*EXERCISE*: Give back only the lines in the records below from the one with "Target: lying penguin" to the one with "Target: radar mast", both inclusive, word for word.

*RECORDS TO USE*:
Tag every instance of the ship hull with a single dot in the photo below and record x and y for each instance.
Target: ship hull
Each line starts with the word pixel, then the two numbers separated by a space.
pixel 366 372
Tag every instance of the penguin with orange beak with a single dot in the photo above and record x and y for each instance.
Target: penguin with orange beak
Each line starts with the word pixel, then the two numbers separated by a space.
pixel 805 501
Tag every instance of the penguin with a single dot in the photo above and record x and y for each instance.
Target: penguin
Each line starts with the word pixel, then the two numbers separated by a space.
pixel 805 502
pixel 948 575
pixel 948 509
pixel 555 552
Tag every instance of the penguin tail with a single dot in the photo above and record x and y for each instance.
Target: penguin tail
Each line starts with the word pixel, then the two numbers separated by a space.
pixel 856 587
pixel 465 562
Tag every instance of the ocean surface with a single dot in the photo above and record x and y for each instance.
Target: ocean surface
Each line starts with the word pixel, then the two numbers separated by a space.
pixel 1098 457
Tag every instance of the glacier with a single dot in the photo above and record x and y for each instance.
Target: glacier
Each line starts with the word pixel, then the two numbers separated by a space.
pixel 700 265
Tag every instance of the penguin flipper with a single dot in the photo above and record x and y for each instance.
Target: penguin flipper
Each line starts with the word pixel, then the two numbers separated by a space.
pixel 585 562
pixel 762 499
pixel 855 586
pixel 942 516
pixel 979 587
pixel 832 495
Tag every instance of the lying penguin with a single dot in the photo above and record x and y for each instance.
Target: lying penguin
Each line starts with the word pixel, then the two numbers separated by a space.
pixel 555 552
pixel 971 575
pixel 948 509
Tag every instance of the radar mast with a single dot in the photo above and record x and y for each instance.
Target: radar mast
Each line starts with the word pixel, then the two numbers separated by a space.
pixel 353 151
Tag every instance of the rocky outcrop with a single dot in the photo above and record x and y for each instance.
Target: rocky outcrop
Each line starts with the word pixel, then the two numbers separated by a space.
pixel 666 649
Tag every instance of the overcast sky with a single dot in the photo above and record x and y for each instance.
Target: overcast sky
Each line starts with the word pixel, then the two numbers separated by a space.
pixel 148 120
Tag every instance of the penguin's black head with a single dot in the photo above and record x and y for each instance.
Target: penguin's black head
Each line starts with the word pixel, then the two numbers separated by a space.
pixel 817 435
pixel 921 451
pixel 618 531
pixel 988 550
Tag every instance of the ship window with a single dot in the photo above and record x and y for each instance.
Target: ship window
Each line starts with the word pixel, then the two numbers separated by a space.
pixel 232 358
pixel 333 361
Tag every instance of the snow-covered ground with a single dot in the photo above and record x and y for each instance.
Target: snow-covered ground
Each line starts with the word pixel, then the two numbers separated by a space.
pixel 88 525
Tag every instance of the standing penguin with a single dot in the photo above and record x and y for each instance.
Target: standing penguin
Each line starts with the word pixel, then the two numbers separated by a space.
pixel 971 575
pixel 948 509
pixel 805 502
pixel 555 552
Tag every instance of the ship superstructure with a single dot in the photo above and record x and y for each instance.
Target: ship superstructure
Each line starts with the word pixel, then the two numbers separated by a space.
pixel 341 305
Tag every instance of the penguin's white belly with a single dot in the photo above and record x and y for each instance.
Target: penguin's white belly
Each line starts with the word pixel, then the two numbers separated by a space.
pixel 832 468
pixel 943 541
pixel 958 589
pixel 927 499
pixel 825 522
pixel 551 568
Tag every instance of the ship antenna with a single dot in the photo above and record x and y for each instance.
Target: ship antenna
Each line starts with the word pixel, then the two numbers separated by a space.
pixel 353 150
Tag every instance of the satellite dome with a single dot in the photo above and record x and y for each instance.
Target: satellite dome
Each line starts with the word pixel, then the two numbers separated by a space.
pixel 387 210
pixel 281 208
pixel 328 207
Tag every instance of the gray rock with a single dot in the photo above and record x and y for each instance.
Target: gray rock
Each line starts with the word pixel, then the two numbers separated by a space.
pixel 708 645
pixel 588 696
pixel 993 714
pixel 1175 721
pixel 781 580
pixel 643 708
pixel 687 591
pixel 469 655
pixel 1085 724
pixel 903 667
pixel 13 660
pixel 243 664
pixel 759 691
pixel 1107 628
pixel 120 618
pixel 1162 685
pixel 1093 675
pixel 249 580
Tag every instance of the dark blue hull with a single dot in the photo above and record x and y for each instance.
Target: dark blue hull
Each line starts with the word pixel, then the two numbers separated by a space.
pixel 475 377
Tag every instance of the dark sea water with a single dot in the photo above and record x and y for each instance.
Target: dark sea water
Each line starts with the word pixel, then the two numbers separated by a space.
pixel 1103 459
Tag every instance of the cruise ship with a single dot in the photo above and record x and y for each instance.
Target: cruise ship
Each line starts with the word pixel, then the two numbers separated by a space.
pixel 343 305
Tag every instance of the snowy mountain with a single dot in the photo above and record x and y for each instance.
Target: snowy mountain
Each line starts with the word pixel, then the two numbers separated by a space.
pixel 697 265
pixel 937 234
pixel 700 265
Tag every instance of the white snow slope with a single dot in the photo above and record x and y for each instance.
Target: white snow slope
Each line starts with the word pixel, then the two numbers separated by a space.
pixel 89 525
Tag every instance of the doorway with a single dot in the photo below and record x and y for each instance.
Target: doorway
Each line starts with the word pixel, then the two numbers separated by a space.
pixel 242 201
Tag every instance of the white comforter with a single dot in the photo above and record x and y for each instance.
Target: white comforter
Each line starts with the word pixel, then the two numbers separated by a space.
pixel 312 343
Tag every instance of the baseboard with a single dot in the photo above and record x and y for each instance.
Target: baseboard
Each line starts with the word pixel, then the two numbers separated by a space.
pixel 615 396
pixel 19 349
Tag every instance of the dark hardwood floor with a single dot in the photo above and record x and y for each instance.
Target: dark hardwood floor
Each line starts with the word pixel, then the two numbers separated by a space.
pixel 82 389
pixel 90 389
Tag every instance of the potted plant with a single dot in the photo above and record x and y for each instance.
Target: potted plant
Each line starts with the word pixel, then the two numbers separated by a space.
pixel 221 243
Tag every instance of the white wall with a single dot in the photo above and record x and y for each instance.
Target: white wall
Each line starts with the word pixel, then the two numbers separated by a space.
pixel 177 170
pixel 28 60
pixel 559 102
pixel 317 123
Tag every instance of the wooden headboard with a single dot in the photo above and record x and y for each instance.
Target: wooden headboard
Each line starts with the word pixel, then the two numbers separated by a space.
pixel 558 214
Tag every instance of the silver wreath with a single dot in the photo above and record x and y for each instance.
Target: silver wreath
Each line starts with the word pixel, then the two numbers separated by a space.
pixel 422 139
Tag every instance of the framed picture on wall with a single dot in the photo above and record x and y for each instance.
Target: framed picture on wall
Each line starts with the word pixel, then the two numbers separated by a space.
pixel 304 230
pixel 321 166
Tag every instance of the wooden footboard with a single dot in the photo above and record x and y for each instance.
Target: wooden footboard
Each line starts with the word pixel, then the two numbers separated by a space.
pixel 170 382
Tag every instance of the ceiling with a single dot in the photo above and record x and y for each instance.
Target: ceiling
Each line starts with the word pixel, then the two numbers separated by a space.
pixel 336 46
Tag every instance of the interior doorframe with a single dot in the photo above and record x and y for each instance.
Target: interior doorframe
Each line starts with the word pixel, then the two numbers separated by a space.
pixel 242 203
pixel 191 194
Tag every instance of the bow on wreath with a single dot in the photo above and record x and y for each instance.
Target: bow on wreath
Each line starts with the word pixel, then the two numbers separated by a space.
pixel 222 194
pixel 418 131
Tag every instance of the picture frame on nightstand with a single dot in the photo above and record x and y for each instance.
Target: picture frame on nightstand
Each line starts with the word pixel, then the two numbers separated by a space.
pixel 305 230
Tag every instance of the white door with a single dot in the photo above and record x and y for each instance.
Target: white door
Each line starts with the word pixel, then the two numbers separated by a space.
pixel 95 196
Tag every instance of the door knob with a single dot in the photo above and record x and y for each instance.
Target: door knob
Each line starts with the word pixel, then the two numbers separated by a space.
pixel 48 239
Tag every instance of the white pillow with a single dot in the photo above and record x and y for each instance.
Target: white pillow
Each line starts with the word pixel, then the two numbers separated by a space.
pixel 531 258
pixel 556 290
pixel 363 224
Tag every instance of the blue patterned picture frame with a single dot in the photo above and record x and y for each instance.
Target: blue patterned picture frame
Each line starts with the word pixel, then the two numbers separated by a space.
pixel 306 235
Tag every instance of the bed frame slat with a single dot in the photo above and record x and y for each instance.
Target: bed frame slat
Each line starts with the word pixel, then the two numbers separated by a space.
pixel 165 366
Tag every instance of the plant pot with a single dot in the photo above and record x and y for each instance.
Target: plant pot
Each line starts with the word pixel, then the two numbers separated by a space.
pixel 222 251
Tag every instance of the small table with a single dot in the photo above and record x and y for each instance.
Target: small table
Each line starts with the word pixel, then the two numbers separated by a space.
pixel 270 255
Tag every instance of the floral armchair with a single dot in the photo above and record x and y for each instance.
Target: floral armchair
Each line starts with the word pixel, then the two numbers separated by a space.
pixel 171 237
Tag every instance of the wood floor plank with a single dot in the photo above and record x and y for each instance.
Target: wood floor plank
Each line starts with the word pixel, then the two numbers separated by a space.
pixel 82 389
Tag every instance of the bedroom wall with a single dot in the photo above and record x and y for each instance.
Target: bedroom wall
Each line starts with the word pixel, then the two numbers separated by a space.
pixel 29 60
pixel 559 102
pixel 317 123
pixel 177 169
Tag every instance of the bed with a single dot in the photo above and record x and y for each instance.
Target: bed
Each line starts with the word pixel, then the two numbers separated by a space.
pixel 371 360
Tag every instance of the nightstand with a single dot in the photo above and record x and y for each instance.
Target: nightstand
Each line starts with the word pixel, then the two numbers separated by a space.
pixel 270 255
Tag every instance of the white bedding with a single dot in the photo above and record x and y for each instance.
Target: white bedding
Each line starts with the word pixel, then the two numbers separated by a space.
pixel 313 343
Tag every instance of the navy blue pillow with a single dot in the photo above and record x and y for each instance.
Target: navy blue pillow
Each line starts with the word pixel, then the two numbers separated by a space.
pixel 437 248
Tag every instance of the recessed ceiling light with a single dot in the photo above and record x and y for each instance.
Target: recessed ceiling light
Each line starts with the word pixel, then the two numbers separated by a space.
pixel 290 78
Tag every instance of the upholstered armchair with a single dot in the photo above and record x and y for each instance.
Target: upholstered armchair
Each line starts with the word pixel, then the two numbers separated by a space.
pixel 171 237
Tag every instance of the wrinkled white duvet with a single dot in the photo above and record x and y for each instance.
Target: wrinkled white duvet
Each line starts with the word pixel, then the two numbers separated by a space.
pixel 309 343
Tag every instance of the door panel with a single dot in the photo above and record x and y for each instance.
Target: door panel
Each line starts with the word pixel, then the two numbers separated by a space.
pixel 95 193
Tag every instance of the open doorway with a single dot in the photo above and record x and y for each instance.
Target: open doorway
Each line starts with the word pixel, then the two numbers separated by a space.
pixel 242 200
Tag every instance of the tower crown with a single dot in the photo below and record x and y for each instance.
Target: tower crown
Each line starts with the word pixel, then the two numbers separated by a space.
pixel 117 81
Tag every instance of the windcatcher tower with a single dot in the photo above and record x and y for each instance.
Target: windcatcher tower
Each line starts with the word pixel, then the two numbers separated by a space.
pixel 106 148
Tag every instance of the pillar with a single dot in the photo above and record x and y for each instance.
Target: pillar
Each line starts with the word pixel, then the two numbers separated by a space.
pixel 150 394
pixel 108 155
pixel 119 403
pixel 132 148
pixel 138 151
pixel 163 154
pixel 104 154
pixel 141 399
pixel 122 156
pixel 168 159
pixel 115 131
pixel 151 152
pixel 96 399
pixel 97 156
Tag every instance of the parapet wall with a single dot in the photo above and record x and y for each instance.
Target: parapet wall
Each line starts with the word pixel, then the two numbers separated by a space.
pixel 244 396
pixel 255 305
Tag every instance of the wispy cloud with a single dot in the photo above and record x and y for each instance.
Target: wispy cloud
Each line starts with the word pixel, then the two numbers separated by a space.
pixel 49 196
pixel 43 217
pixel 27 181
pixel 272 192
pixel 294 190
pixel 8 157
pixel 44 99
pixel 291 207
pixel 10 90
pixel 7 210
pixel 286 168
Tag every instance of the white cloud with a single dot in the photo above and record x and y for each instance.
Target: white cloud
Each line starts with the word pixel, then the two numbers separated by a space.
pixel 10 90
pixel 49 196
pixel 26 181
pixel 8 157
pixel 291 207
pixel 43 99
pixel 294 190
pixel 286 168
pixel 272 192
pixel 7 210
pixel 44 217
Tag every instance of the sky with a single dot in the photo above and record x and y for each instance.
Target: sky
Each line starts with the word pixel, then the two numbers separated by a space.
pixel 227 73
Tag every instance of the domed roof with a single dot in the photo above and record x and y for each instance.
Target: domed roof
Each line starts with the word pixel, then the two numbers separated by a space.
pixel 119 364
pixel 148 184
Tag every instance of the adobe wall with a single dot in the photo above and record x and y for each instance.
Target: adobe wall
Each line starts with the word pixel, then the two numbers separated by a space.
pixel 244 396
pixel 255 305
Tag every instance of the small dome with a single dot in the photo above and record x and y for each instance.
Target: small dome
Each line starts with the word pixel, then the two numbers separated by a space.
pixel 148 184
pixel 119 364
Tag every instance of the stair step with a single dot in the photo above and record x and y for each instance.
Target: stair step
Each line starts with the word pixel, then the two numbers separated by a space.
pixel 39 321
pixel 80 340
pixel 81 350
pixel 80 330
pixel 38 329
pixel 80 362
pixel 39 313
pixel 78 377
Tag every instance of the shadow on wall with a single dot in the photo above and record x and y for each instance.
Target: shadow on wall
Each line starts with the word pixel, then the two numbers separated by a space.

*SOLUTION TO THE PROBLEM*:
Target: lying penguin
Each line starts with the word pixel, then the two numbers separated by a space.
pixel 555 552
pixel 971 575
pixel 948 509
Tag every instance of the radar mast with a single dot in the photo above and record x and y for each instance.
Target: radar mast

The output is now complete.